#### Source information ####
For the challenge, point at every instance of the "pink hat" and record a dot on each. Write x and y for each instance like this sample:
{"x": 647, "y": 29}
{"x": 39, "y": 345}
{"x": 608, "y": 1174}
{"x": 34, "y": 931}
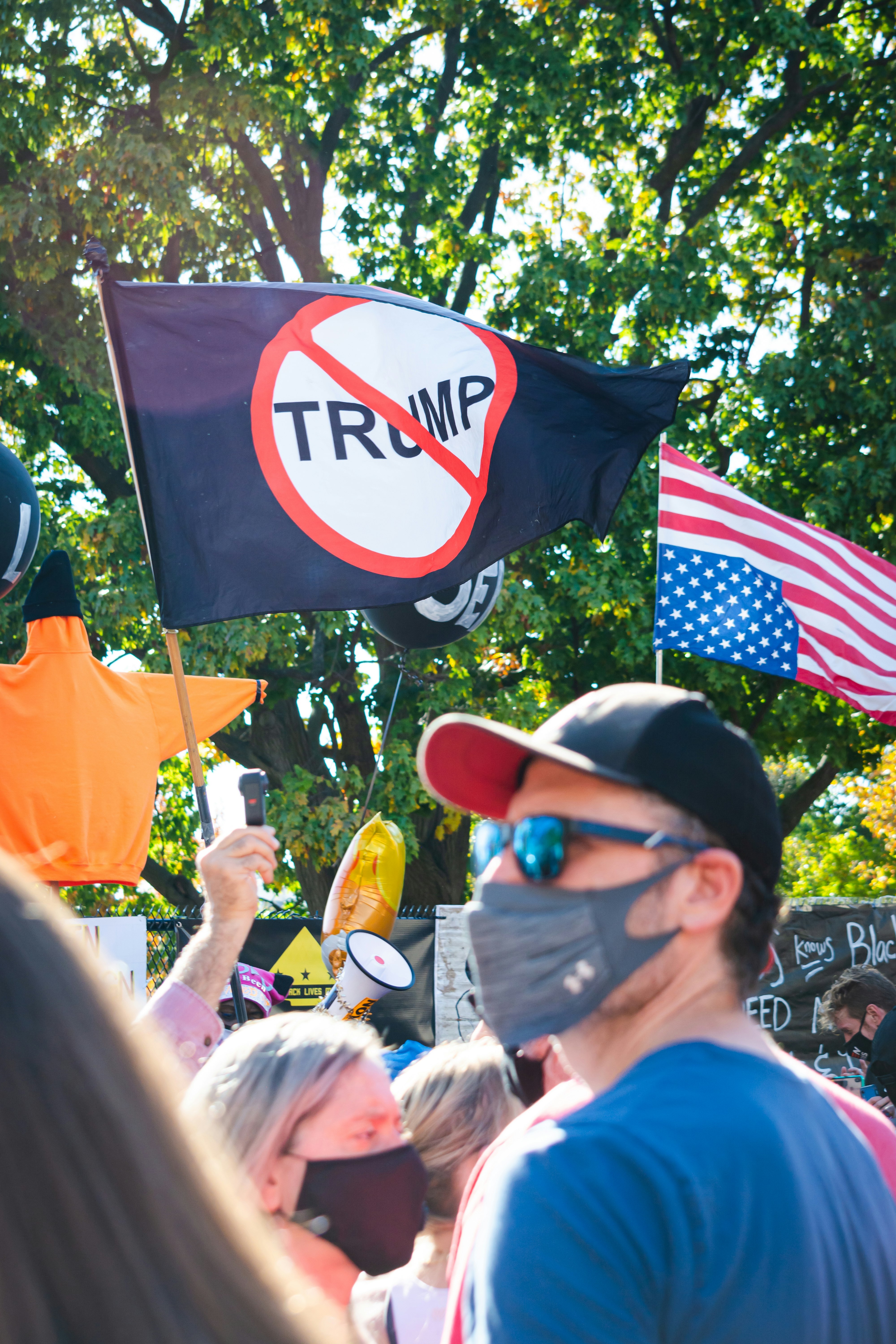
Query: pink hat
{"x": 258, "y": 986}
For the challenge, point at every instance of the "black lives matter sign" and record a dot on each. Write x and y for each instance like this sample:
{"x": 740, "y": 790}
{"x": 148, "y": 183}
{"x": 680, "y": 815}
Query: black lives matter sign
{"x": 811, "y": 950}
{"x": 374, "y": 427}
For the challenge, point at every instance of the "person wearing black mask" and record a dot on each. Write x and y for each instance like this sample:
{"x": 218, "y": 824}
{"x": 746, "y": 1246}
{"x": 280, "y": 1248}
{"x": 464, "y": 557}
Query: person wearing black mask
{"x": 862, "y": 1005}
{"x": 304, "y": 1105}
{"x": 709, "y": 1191}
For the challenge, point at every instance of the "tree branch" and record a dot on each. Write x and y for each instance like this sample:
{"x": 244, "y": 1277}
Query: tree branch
{"x": 805, "y": 299}
{"x": 175, "y": 888}
{"x": 155, "y": 15}
{"x": 793, "y": 807}
{"x": 753, "y": 149}
{"x": 683, "y": 146}
{"x": 267, "y": 256}
{"x": 268, "y": 189}
{"x": 484, "y": 183}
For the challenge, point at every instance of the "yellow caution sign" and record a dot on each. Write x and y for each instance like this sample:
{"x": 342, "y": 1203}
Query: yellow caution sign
{"x": 303, "y": 962}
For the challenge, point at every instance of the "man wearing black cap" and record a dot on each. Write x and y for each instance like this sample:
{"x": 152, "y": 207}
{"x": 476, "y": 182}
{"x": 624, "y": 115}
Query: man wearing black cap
{"x": 709, "y": 1193}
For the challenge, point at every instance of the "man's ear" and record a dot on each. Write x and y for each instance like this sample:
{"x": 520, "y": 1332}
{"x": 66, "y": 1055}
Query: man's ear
{"x": 709, "y": 892}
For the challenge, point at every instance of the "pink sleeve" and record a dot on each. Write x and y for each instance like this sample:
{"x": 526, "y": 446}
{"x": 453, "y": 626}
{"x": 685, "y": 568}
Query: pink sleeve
{"x": 878, "y": 1131}
{"x": 555, "y": 1104}
{"x": 191, "y": 1027}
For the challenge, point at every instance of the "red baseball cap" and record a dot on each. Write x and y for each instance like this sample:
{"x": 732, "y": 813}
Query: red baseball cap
{"x": 639, "y": 734}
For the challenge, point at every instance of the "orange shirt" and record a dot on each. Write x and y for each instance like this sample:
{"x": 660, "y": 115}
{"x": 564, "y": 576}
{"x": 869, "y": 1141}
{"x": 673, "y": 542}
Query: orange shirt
{"x": 81, "y": 747}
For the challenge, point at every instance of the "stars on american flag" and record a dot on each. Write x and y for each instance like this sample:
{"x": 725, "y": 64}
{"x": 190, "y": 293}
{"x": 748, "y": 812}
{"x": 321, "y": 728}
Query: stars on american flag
{"x": 726, "y": 610}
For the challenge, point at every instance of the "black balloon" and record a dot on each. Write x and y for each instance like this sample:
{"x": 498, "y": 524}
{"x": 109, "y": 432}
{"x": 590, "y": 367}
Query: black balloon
{"x": 443, "y": 619}
{"x": 19, "y": 521}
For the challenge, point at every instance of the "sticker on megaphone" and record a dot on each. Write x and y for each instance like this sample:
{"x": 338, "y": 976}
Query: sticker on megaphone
{"x": 373, "y": 970}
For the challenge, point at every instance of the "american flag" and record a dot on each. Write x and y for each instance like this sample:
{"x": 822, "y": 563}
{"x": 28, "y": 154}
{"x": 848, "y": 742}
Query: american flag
{"x": 741, "y": 584}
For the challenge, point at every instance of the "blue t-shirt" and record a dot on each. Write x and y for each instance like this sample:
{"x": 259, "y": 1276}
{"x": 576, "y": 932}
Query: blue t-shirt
{"x": 709, "y": 1198}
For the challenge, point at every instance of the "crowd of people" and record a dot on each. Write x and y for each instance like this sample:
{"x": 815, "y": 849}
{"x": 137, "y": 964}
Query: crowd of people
{"x": 679, "y": 1178}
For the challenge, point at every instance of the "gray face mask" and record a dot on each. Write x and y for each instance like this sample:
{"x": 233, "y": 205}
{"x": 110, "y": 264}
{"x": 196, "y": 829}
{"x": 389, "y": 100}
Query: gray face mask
{"x": 546, "y": 956}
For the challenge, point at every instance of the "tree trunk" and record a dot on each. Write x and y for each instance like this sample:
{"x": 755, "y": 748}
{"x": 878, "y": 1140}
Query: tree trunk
{"x": 793, "y": 807}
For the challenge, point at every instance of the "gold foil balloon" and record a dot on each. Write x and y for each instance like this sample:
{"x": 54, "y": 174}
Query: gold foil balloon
{"x": 367, "y": 889}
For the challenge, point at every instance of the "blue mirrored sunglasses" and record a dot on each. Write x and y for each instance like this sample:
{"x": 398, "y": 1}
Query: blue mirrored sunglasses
{"x": 541, "y": 843}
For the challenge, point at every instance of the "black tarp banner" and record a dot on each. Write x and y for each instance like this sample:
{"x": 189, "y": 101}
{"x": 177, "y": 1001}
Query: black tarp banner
{"x": 812, "y": 948}
{"x": 312, "y": 447}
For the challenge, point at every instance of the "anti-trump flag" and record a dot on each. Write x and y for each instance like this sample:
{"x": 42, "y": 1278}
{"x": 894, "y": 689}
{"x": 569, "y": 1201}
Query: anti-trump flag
{"x": 741, "y": 584}
{"x": 312, "y": 447}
####
*Prompt:* Would you return all of the entries unchanged while omitting the images?

*Solution:*
For the challenge, point at every instance of the "pink hat" and record a dot on each. Write x and y for each instance like this sample:
{"x": 647, "y": 29}
{"x": 39, "y": 345}
{"x": 608, "y": 1174}
{"x": 34, "y": 931}
Query: pink hat
{"x": 258, "y": 986}
For the challenge, point at every instance of the "black lives matter sign" and record a dot on each. Write x and y for each instance like this sample:
{"x": 740, "y": 790}
{"x": 148, "y": 183}
{"x": 680, "y": 815}
Query: black lives matter sign
{"x": 811, "y": 950}
{"x": 374, "y": 427}
For the challenge, point at every instance of the "person wearing black mask" and record a dot on each. Write x and y for each instance like this sample:
{"x": 218, "y": 824}
{"x": 746, "y": 1246}
{"x": 280, "y": 1248}
{"x": 464, "y": 557}
Query: person wearing black mask
{"x": 862, "y": 1005}
{"x": 304, "y": 1105}
{"x": 709, "y": 1191}
For the challenge, point at every instance of the "tree branch" and record a dot on each. Write x and y for each instance like this sample:
{"x": 244, "y": 1277}
Query: tree branch
{"x": 805, "y": 299}
{"x": 175, "y": 888}
{"x": 155, "y": 15}
{"x": 793, "y": 807}
{"x": 753, "y": 149}
{"x": 683, "y": 146}
{"x": 267, "y": 256}
{"x": 268, "y": 189}
{"x": 484, "y": 183}
For the challenge, point at every instance of the "yellow caution sign" and record a dot on each. Write x and y for each instance like this sample:
{"x": 342, "y": 1203}
Query: yellow caution sign
{"x": 303, "y": 962}
For the challenge, point at every instance of the "man wearing black cap" and record a dot on each. Write x and y for each instance like this sample:
{"x": 152, "y": 207}
{"x": 476, "y": 182}
{"x": 624, "y": 115}
Query: man wearing black cap
{"x": 709, "y": 1193}
For the challenge, point at every instance of the "man's ear" and record a dot on each. Write x and y for each instance like this sample:
{"x": 520, "y": 1332}
{"x": 66, "y": 1055}
Query: man's ear
{"x": 709, "y": 892}
For the challenge, point at every instance of the "pink sleeve" and record a dot on each. Write x and y for each instance like this sample:
{"x": 526, "y": 446}
{"x": 453, "y": 626}
{"x": 685, "y": 568}
Query: pink sleeve
{"x": 878, "y": 1131}
{"x": 555, "y": 1104}
{"x": 191, "y": 1027}
For the challenge, point at every instance of the "red baseball cap" and record a dot on each. Write x and y for each instance like this sample:
{"x": 732, "y": 813}
Query: red baseball cap
{"x": 639, "y": 734}
For the challenge, point at every instance of the "orange shirt" and record a dot on each. Write x and y for each instance like this sample:
{"x": 660, "y": 115}
{"x": 564, "y": 576}
{"x": 869, "y": 1141}
{"x": 673, "y": 542}
Query: orange shirt
{"x": 81, "y": 747}
For the challenge, point at every instance of the "stars on american flag" and record a dot on each. Write x and y for each instance like this sample:
{"x": 725, "y": 64}
{"x": 190, "y": 293}
{"x": 748, "y": 812}
{"x": 321, "y": 728}
Query: stars on american flag
{"x": 726, "y": 610}
For the challenge, point at every instance of the "black balloon" and record a dot on each. Write x and y for each instance like this sample:
{"x": 498, "y": 524}
{"x": 109, "y": 432}
{"x": 590, "y": 367}
Query: black balloon
{"x": 443, "y": 619}
{"x": 19, "y": 521}
For the challenge, point at every instance of the "sticker on megaphone" and record a dot on each. Write x and y for each instance like this sample:
{"x": 338, "y": 976}
Query: sticker on megaphone
{"x": 373, "y": 970}
For the challenge, point at every instance of the "american flag" and record a dot on each. Write x and y for each instance like this sample:
{"x": 822, "y": 563}
{"x": 28, "y": 154}
{"x": 848, "y": 742}
Query: american flag
{"x": 741, "y": 584}
For the challenge, point at every instance of the "blue t-shirt" and record a dot on each. Write x and y for each instance like this sample:
{"x": 259, "y": 1276}
{"x": 576, "y": 932}
Query: blue t-shirt
{"x": 709, "y": 1198}
For the challenge, point at every instance of the "crowd of people" and record a dot on each. Write x and y for each instance like this sample:
{"x": 815, "y": 849}
{"x": 137, "y": 964}
Query: crowd of people
{"x": 679, "y": 1178}
For the challenge, point at every instance of the "gray face mask" and record a dot on each. Write x and y for each instance like this sample:
{"x": 233, "y": 205}
{"x": 110, "y": 264}
{"x": 196, "y": 829}
{"x": 389, "y": 100}
Query: gray face mask
{"x": 546, "y": 956}
For the challenge, point at every instance of the "tree trunk" and record a dot on each. Write x and y for each instance like this sample:
{"x": 755, "y": 748}
{"x": 878, "y": 1140}
Query: tree trunk
{"x": 793, "y": 807}
For the challenge, point at every instance of the "gold foil balloon" and record a dot on each. Write x and y for each instance like this sample:
{"x": 54, "y": 174}
Query: gold foil balloon
{"x": 367, "y": 889}
For the challenge, point at every instance of the "blue mirrored sunglasses" and record a dot on each. Write x and y for each instance like this sample:
{"x": 398, "y": 1}
Query: blue mirrored sunglasses
{"x": 541, "y": 843}
For the challenge, point at every instance of the "black tarp banner" and record a dot on each. Write x and y for each instance like this sample:
{"x": 189, "y": 101}
{"x": 177, "y": 1001}
Query: black tarp banner
{"x": 812, "y": 948}
{"x": 312, "y": 447}
For the challenge, point at every instance of the "anti-trump flag" and record a dot on each. Write x and y for each instance like this sample:
{"x": 42, "y": 1278}
{"x": 894, "y": 689}
{"x": 569, "y": 1201}
Query: anti-trump flag
{"x": 741, "y": 584}
{"x": 312, "y": 447}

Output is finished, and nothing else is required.